*ACTION ITEM*:
Copy all records exactly, excluding images.

*SOURCE MATERIAL*:

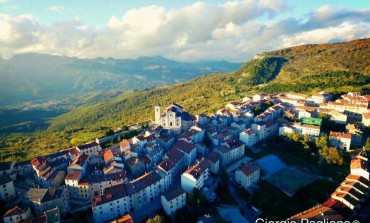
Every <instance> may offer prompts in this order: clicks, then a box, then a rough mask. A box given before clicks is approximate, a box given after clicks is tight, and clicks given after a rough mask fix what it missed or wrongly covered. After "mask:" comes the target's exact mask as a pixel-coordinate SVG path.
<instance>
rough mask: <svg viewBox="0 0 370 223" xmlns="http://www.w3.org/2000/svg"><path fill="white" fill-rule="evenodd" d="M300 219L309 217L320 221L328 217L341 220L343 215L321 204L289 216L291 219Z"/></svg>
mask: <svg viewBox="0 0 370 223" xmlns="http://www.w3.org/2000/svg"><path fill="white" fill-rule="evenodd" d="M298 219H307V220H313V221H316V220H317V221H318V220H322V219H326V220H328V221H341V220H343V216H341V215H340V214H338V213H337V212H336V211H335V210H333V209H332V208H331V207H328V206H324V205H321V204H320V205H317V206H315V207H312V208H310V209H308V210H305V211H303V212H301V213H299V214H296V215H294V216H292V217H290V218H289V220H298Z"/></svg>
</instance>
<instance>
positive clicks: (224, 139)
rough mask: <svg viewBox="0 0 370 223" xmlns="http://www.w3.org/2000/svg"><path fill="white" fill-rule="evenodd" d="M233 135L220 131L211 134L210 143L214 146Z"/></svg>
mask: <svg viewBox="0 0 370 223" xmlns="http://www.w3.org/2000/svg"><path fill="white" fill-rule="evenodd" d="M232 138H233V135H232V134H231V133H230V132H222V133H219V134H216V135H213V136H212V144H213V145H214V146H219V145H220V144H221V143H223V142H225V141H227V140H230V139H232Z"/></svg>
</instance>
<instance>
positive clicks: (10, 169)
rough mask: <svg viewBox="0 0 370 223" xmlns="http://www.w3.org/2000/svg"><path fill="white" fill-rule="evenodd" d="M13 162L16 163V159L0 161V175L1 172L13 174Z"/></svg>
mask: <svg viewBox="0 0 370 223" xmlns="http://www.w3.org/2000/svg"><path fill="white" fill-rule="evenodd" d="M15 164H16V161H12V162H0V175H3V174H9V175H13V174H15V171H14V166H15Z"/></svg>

*RESULT*:
Every <instance> may offer prompts in this order: clicks, then a box, then a rough mask. A box given before clicks is approximate, a box given after clicks is tight, and clicks given after a rough mask fix what it missed or wrongly covered. After "mask:" comes the target's exact mask as a pixel-coordinate SVG path.
<instance>
rough mask: <svg viewBox="0 0 370 223" xmlns="http://www.w3.org/2000/svg"><path fill="white" fill-rule="evenodd" d="M300 219L309 217L320 221L328 217L341 220L343 215L321 204L289 216L291 219Z"/></svg>
mask: <svg viewBox="0 0 370 223" xmlns="http://www.w3.org/2000/svg"><path fill="white" fill-rule="evenodd" d="M298 219H307V220H313V221H316V220H317V221H318V220H322V219H326V220H328V221H341V220H343V216H341V215H340V214H338V213H337V212H336V211H335V210H333V209H332V208H331V207H328V206H324V205H321V204H320V205H317V206H315V207H312V208H310V209H308V210H305V211H303V212H301V213H299V214H296V215H294V216H292V217H290V218H289V220H298Z"/></svg>
</instance>
<instance>
positive clicks: (224, 139)
rough mask: <svg viewBox="0 0 370 223" xmlns="http://www.w3.org/2000/svg"><path fill="white" fill-rule="evenodd" d="M233 135L220 131L211 134L210 143L214 146Z"/></svg>
mask: <svg viewBox="0 0 370 223" xmlns="http://www.w3.org/2000/svg"><path fill="white" fill-rule="evenodd" d="M232 138H233V135H232V134H231V133H230V132H222V133H219V134H216V135H213V136H212V144H213V145H214V146H219V145H220V144H221V143H223V142H225V141H227V140H230V139H232Z"/></svg>
</instance>
<instance>
positive clicks: (10, 169)
rough mask: <svg viewBox="0 0 370 223" xmlns="http://www.w3.org/2000/svg"><path fill="white" fill-rule="evenodd" d="M13 162L16 163V159L0 161V175L1 172L13 174Z"/></svg>
mask: <svg viewBox="0 0 370 223" xmlns="http://www.w3.org/2000/svg"><path fill="white" fill-rule="evenodd" d="M15 164H16V161H12V162H0V175H3V174H9V175H13V174H15V171H14V166H15Z"/></svg>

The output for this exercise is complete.